What is needed: Rewrite each of the entries below, changing every "Target" to "Label" and leaving everything else as it is.

——

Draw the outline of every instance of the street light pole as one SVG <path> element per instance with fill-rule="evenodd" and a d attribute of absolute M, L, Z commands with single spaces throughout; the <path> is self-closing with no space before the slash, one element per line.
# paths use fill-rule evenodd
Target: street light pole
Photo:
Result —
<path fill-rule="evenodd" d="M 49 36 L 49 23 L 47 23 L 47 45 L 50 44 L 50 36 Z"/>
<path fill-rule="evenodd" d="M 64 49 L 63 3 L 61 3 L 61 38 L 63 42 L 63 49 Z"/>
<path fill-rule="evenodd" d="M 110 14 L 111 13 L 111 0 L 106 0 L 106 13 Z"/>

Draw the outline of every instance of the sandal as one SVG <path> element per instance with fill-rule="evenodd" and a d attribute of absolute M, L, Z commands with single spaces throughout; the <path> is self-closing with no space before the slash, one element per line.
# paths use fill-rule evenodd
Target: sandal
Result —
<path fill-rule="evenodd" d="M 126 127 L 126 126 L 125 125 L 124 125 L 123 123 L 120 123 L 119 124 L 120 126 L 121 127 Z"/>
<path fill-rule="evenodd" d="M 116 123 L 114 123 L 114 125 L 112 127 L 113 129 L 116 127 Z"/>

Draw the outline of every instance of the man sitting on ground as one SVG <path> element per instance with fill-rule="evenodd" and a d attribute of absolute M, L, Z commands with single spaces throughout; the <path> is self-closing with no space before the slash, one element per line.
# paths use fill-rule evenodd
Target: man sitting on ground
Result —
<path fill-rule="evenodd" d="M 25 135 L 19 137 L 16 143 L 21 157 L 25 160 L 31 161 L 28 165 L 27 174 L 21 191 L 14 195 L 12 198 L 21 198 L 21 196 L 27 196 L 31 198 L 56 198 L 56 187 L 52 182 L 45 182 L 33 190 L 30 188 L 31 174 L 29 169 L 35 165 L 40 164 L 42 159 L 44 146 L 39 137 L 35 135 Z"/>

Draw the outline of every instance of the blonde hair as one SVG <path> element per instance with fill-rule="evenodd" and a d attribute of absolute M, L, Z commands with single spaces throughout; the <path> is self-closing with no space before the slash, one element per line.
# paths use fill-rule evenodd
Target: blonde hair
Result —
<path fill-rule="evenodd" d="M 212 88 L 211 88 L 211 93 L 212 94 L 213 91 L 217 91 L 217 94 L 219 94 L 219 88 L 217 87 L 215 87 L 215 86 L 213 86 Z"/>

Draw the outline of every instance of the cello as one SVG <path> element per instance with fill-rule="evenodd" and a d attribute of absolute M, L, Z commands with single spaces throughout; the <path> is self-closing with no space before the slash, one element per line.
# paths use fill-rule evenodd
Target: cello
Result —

——

Expected answer:
Draw the outline of every instance of the street light pole as one SVG <path> element per instance with fill-rule="evenodd" and a d attribute of absolute M, L, Z commands with single spaces throughout; the <path> is self-closing with no space before the slash, one element per line.
# paths use fill-rule evenodd
Label: street light pole
Photo:
Result —
<path fill-rule="evenodd" d="M 49 36 L 49 23 L 47 23 L 47 45 L 50 44 L 50 36 Z"/>
<path fill-rule="evenodd" d="M 64 49 L 63 3 L 61 3 L 61 38 L 63 42 L 63 49 Z"/>
<path fill-rule="evenodd" d="M 110 14 L 111 13 L 111 0 L 106 0 L 106 13 Z"/>

Draw the outline of every instance of the sandal as one SVG <path> element per instance with fill-rule="evenodd" and a d attribute of absolute M, L, Z commands with single spaces throughout; the <path> is self-closing with no space before the slash, one element per line.
# paths use fill-rule evenodd
Label: sandal
Result —
<path fill-rule="evenodd" d="M 126 127 L 126 126 L 125 125 L 124 125 L 123 123 L 120 123 L 119 124 L 120 126 L 121 127 Z"/>
<path fill-rule="evenodd" d="M 116 123 L 114 123 L 114 125 L 112 127 L 113 129 L 116 127 Z"/>

Draw the outline of every instance of the man sitting on ground as one SVG <path> element per instance with fill-rule="evenodd" and a d attribute of absolute M, L, Z commands with single spaces throughout; the <path> is self-closing with no space before the slash, one element per line.
# paths use fill-rule evenodd
Label: man sitting on ground
Result —
<path fill-rule="evenodd" d="M 25 135 L 19 137 L 16 143 L 21 157 L 25 160 L 31 161 L 28 165 L 27 174 L 21 191 L 14 195 L 12 198 L 21 198 L 21 196 L 27 196 L 31 198 L 56 198 L 56 187 L 52 182 L 45 182 L 33 190 L 30 188 L 31 174 L 29 169 L 35 165 L 40 164 L 42 159 L 44 146 L 39 137 L 35 135 Z"/>

Draw the outline of every instance of the blonde hair as one SVG <path> element per instance with fill-rule="evenodd" and a d attribute of absolute M, L, Z commands with single spaces throughout; the <path> is self-closing with no space before the slash, one element per line.
# paths use fill-rule evenodd
Label: blonde hair
Result —
<path fill-rule="evenodd" d="M 212 88 L 211 88 L 211 93 L 212 94 L 213 91 L 217 91 L 217 94 L 219 94 L 219 88 L 217 87 L 215 87 L 215 86 L 213 86 Z"/>

Draw the outline of every instance of the cello as one SVG <path> element per instance with fill-rule="evenodd" and a d attribute of absolute M, L, Z commands with single spaces throughout; the <path> is self-closing with no space before the slash, one element per line.
# paths use fill-rule evenodd
Label: cello
Result —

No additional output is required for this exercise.